- _EXCERPT PROVIDED_
====

If you want/need ABS the AD's wont help you.


----------



## SangerSE-R (Jan 13, 2003)

hmm, maybe you need a bigger master cylinder, maybe the problem is that you are not generating enough pressure in your lines, have you thought of that, I'm kinda a newb, but I did my brakes myself, please don't flame.


----------



## PatScottAKA99XE (Apr 30, 2002)

I wont flame. He should be fine running the ADs with the stock MC. Lots of people have done it with no problems.


----------



## Guest (Feb 12, 2003)

PatScottAKA99XE said:


> *If you want/need ABS the AD's wont help you. *


 thats b/s! with the larger ad's you're much less prone to pad/fluid fade do to better heat dissipation. 

Ric
97 se-r w/abs and ad's


----------



## PatScottAKA99XE (Apr 30, 2002)

Read what I said and what he said again. He said he hates not having ABS. Putting the AD's on wont give him ABS.

====

- _DATA LISTING_
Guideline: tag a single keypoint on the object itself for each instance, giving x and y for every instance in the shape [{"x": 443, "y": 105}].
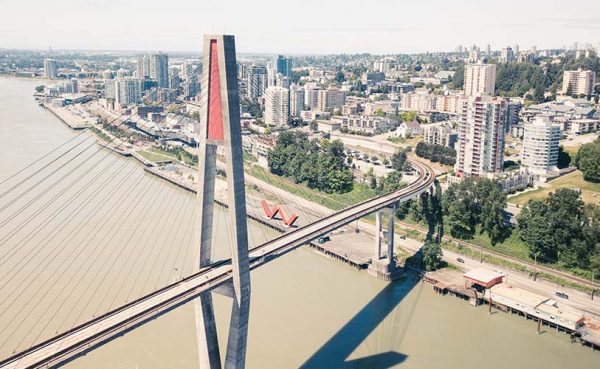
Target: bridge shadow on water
[{"x": 335, "y": 352}]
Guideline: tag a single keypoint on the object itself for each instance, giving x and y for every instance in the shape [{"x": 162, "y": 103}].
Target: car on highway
[{"x": 562, "y": 295}]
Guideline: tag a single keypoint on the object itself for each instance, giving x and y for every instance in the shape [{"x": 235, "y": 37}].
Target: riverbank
[
  {"x": 545, "y": 312},
  {"x": 69, "y": 117}
]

====

- _WRITTEN TASK A_
Do these statements agree with the forum thread on brakes? Answer yes or no for each, and quote the thread's deciding words.
(i) SangerSE-R did their own brakes.
(ii) PatScottAKA99XE says the ADs call for a bigger master cylinder.
(iii) Ric's car has ABS.
- _WRITTEN TASK B_
Please set down, word for word, the stretch of the forum thread on brakes from "## SangerSE-R (Jan" through "with no problems.".
You can complete this without the records.

- _PROBLEM SOLUTION A_
(i) Yes: "I'm kinda a newb, but I did my brakes myself"
(ii) No: "He should be fine running the ADs with the stock MC."
(iii) Yes: "97 se-r w/abs and ad's"

- _PROBLEM SOLUTION B_
## SangerSE-R (Jan 13, 2003)

hmm, maybe you need a bigger master cylinder, maybe the problem is that you are not generating enough pressure in your lines, have you thought of that, I'm kinda a newb, but I did my brakes myself, please don't flame.


----------



## PatScottAKA99XE (Apr 30, 2002)

I wont flame. He should be fine running the ADs with the stock MC. Lots of people have done it with no problems.